▸ Supplied information
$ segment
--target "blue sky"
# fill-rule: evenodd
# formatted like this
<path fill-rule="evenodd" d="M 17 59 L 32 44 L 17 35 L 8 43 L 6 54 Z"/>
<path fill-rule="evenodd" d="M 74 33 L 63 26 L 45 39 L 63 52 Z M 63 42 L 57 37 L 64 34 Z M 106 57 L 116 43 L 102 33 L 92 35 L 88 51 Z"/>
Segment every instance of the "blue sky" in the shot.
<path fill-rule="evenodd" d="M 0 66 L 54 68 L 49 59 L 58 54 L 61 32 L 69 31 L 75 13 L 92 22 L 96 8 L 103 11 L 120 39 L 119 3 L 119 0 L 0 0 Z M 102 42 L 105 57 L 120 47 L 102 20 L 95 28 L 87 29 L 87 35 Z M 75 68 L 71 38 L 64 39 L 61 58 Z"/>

--

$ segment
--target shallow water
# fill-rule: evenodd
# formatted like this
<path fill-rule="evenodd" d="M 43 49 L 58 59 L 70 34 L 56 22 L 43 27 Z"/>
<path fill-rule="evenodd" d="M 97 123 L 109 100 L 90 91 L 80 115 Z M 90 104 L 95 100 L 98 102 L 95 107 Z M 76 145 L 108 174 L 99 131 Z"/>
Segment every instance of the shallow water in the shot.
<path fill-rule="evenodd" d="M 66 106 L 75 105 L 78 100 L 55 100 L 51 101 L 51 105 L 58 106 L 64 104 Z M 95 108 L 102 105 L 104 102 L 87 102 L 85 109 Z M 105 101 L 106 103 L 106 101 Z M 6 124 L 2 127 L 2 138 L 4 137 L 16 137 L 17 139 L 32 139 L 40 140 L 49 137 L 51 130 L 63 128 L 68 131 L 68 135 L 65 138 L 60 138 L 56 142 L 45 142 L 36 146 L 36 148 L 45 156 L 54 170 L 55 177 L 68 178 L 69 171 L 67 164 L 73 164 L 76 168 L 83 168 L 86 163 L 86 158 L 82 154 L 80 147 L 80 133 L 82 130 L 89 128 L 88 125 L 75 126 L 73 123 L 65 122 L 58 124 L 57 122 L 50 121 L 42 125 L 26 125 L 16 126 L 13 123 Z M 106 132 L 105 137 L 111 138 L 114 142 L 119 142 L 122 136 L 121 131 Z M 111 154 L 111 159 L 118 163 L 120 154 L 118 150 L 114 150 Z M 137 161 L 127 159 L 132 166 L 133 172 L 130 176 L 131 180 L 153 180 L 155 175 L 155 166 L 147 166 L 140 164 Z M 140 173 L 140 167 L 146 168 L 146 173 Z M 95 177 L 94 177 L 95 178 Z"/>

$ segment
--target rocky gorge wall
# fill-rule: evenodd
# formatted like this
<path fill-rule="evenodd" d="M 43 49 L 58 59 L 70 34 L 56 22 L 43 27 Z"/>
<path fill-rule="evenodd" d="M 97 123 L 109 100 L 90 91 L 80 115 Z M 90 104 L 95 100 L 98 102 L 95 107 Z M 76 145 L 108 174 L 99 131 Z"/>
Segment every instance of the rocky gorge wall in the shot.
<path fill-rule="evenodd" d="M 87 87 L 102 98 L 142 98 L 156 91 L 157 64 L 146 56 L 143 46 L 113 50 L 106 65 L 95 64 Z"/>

* * *

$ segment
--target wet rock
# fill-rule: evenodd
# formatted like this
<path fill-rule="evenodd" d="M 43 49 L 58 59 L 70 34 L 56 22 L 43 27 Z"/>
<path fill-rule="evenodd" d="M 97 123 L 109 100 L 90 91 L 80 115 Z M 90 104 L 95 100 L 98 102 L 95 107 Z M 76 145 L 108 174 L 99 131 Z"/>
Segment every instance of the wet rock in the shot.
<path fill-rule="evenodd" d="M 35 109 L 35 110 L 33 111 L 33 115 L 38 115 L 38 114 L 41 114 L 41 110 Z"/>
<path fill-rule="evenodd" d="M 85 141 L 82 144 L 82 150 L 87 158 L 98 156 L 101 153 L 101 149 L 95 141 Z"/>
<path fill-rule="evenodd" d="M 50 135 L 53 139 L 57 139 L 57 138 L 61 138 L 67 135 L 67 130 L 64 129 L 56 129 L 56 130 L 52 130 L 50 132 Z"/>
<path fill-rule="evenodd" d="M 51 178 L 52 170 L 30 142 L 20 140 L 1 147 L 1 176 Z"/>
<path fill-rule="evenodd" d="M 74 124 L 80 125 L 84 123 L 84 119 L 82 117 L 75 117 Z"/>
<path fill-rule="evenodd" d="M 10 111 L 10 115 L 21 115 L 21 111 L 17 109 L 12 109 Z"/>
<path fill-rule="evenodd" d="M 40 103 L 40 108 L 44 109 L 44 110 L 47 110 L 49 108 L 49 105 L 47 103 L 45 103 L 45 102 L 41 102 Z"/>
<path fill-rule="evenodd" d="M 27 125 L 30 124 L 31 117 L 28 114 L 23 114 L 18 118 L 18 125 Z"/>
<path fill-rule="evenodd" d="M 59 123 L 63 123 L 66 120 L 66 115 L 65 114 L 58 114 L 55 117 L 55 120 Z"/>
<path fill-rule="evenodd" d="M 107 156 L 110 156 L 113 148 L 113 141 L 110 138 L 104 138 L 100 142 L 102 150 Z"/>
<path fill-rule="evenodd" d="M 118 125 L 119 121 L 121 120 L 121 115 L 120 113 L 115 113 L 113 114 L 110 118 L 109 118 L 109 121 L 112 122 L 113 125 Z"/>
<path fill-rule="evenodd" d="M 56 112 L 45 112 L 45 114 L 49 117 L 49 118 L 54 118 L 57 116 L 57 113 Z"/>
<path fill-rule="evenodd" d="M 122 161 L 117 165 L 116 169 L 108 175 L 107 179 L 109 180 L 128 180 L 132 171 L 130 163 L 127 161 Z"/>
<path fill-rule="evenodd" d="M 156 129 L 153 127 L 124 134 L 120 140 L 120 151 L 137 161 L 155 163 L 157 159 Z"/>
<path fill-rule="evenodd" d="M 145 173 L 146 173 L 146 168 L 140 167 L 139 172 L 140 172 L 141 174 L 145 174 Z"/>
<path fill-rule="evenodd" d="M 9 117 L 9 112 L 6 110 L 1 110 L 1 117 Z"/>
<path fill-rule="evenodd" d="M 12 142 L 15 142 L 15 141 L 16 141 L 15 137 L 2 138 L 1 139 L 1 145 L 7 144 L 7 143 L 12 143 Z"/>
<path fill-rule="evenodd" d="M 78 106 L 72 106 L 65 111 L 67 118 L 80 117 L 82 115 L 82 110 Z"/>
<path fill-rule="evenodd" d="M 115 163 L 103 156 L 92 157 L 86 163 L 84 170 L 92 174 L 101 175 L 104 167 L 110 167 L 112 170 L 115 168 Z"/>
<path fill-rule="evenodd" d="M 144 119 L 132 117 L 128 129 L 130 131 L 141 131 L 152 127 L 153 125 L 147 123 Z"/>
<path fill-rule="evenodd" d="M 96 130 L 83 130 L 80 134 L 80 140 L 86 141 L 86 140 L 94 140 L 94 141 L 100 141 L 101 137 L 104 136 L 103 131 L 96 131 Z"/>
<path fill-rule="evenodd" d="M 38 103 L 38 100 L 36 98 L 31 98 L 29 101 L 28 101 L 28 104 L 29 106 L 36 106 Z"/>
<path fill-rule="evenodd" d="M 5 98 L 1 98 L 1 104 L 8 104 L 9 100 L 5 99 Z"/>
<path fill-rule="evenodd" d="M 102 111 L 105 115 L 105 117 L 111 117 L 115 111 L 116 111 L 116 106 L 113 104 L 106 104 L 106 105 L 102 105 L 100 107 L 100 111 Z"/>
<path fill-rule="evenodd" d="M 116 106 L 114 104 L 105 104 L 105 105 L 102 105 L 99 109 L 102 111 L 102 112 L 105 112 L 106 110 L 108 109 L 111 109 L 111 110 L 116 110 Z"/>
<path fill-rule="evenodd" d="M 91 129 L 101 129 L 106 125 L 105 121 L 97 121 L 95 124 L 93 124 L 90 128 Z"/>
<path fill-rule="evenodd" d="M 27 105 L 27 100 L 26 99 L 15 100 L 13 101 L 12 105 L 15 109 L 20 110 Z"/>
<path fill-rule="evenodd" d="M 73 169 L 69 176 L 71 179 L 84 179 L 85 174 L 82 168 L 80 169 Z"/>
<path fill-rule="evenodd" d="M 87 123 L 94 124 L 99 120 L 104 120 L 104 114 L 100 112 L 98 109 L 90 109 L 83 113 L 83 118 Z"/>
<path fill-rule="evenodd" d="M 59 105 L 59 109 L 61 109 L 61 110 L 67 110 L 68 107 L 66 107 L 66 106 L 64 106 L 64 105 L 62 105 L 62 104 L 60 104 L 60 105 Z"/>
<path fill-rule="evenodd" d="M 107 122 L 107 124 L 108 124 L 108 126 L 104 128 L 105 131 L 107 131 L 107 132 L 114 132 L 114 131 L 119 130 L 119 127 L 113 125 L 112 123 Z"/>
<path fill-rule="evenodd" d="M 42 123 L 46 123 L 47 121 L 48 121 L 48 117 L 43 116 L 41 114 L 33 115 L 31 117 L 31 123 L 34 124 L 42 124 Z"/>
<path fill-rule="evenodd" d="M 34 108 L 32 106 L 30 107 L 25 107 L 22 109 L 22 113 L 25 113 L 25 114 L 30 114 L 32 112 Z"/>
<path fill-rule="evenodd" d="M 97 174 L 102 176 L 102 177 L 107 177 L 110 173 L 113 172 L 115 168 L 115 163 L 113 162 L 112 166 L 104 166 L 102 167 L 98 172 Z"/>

▸ What you have to do
Please return every line of the listing above that contains the word "gorge", copying each such line in full.

▸ Written solution
--target rocky gorge wall
Segment every instance of the rocky gorge wall in the shot.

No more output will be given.